____ STUDY MATERIAL
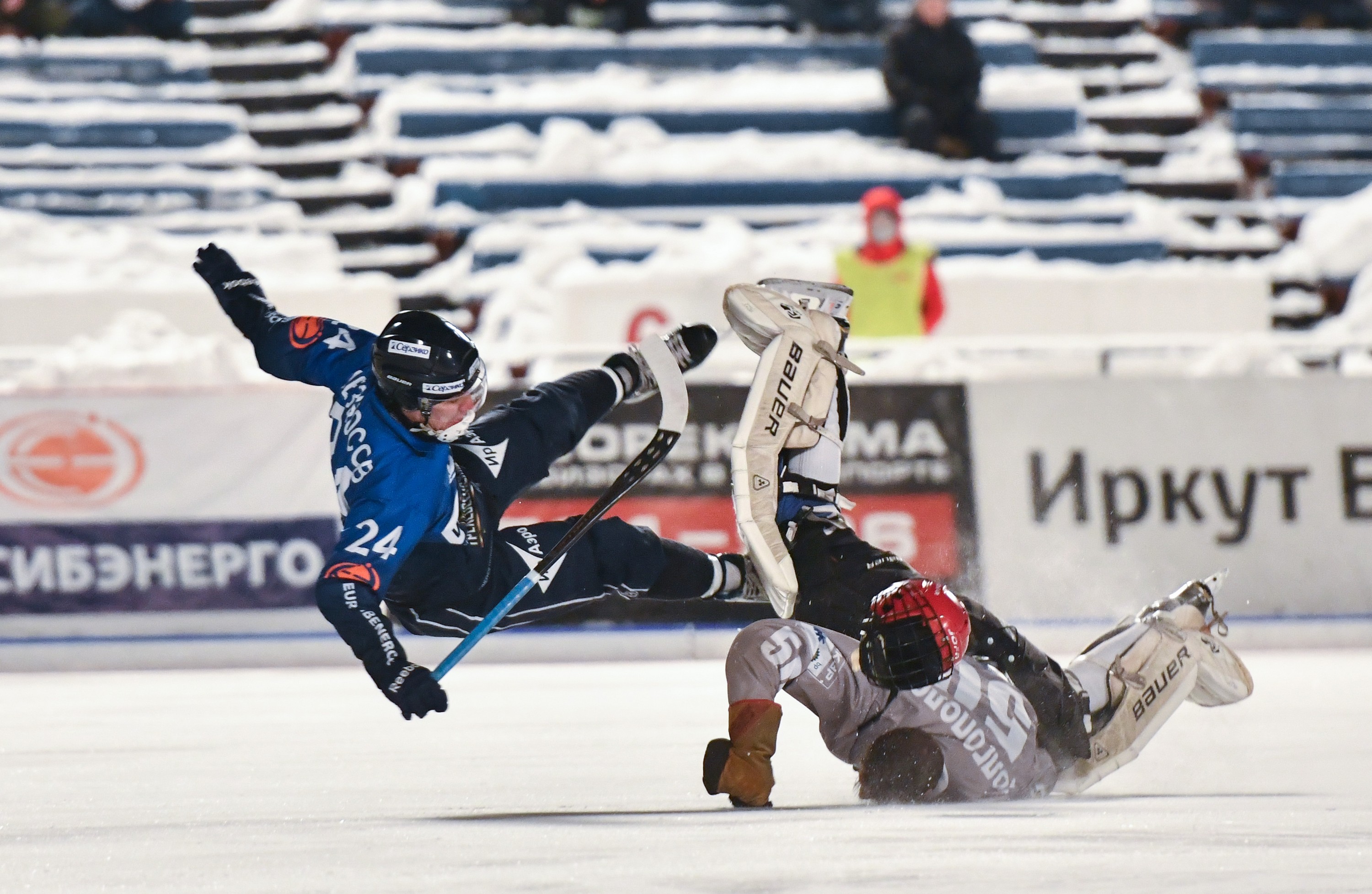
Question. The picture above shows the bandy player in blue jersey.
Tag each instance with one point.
(423, 483)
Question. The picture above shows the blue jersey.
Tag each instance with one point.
(420, 517)
(396, 488)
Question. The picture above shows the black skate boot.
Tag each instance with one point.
(689, 345)
(750, 587)
(1193, 606)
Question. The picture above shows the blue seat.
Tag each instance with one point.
(1282, 48)
(1302, 114)
(1094, 253)
(70, 59)
(858, 53)
(1312, 180)
(116, 135)
(505, 195)
(879, 123)
(1213, 80)
(129, 193)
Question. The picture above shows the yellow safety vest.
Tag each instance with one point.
(888, 298)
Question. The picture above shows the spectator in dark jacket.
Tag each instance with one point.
(933, 75)
(614, 16)
(112, 18)
(33, 18)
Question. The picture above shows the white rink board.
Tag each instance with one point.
(1241, 433)
(224, 453)
(586, 778)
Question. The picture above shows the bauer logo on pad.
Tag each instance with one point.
(408, 349)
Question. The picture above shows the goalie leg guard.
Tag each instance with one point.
(1142, 672)
(1149, 668)
(788, 405)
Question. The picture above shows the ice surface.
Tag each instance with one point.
(586, 778)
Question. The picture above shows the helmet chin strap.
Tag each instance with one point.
(449, 434)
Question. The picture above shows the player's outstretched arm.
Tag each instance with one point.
(313, 350)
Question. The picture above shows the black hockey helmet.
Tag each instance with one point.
(914, 635)
(422, 360)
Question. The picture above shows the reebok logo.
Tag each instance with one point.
(545, 579)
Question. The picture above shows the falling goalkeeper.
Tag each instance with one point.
(929, 696)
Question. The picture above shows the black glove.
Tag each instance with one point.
(239, 293)
(415, 691)
(225, 278)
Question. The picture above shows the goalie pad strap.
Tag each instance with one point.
(807, 488)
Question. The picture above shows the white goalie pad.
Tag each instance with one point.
(787, 408)
(1147, 682)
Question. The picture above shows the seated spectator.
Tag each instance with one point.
(1294, 14)
(933, 75)
(895, 289)
(114, 18)
(614, 16)
(33, 18)
(837, 17)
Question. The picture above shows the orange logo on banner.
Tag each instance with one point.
(68, 460)
(647, 323)
(306, 331)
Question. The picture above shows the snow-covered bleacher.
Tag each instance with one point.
(386, 54)
(634, 164)
(1027, 102)
(442, 117)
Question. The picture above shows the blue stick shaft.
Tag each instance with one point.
(492, 619)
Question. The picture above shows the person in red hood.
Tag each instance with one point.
(895, 289)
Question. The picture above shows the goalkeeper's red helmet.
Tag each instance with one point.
(917, 631)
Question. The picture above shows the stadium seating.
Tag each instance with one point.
(398, 53)
(117, 125)
(134, 191)
(129, 59)
(1282, 48)
(1319, 179)
(876, 123)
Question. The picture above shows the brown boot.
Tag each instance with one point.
(741, 766)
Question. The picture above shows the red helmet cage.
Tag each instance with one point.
(917, 631)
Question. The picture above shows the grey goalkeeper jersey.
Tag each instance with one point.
(983, 723)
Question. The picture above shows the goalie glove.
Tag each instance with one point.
(689, 345)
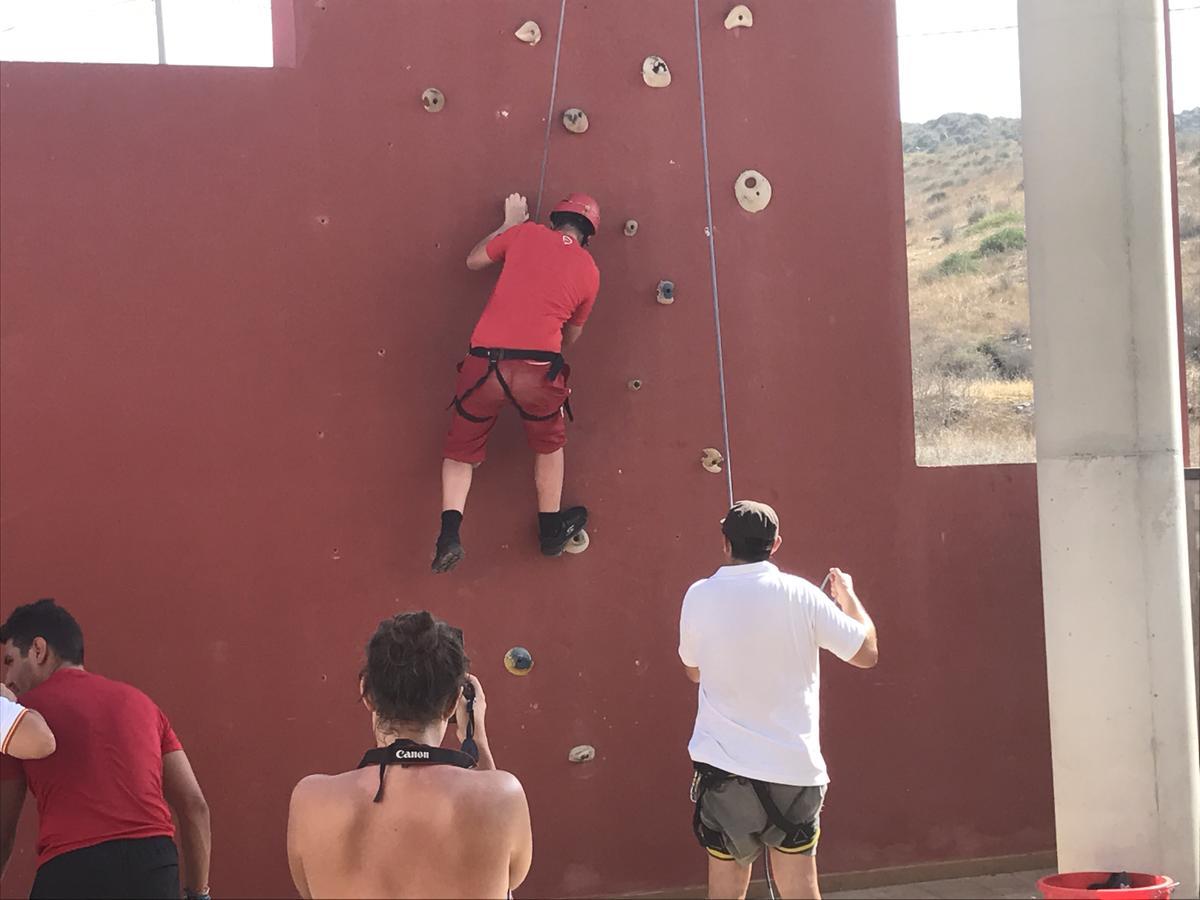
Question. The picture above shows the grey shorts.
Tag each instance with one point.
(732, 822)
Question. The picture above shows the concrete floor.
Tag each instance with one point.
(1014, 886)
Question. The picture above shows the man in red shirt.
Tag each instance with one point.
(105, 827)
(539, 306)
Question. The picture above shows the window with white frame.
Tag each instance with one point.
(184, 33)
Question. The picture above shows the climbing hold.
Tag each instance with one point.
(739, 17)
(655, 72)
(579, 543)
(433, 100)
(519, 661)
(583, 753)
(753, 191)
(529, 33)
(575, 120)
________
## EXERCISE AIM
Check the entries above line by line and return each one containing the word "helmet".

## COMPLETED EXERCISE
Question. The picture above shows the helmet chin strap.
Question. The picture above shows the black hockey helmet.
Question. The picture above shows the goalkeeper's red helmet.
Question. The picture above shows the red helmet cage.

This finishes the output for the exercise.